- **Written exercise**
Write out every line of the records below, requests included, shifting both coordinates of each answer point by -17. Leave the sample points inside the requests as they are, and leave the pictures out.

- **Supplied records**
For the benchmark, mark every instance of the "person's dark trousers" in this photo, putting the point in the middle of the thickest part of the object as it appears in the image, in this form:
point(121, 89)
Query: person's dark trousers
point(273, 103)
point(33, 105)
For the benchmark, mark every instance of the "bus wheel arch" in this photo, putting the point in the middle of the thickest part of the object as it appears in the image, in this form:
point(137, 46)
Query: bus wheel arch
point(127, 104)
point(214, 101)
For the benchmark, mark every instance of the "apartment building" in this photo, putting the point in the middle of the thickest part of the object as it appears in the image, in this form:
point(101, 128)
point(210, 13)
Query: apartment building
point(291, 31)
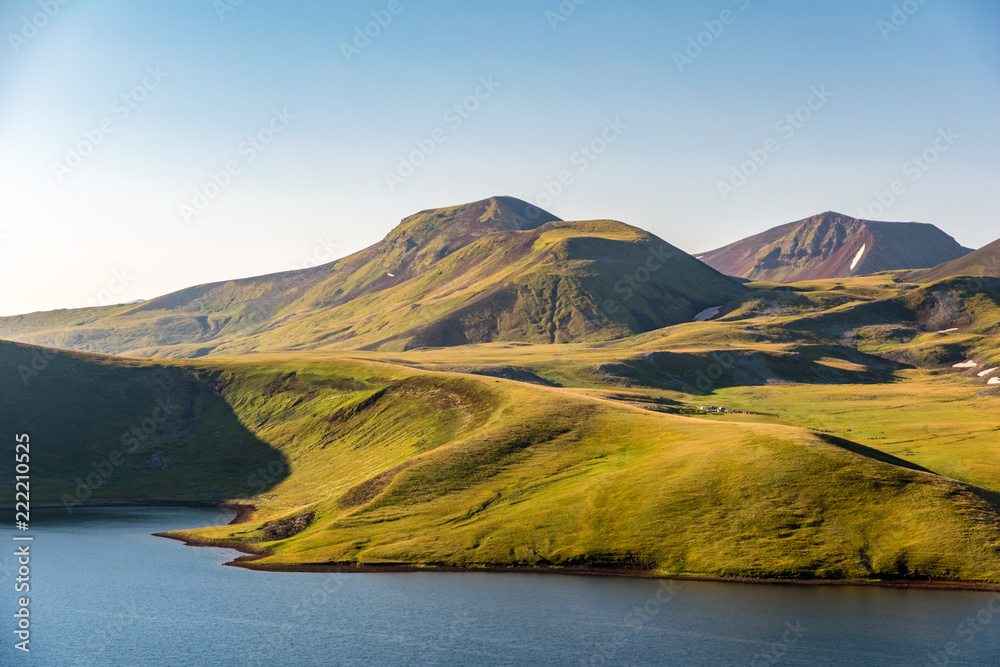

- **The completed task**
For the benchmark, mark every instance of the "person's dark trousers" in this photo, putting the point in the middle of the thickest part of the object as it appears in the image, in this form:
point(121, 89)
Query: person's dark trousers
point(256, 86)
point(16, 88)
For the benchmark, mark every instance of the "bus wheel arch" in this photo, putting the point in the middle of the thickest part of the object as it appears in the image, in this form:
point(137, 46)
Query: bus wheel arch
point(110, 87)
point(197, 84)
For the benchmark, mark every instance of the "apartment building" in this photo, putting the point in the middle of the thickest part of the object as it appears in the image, in this form:
point(101, 128)
point(210, 13)
Query: apartment building
point(274, 14)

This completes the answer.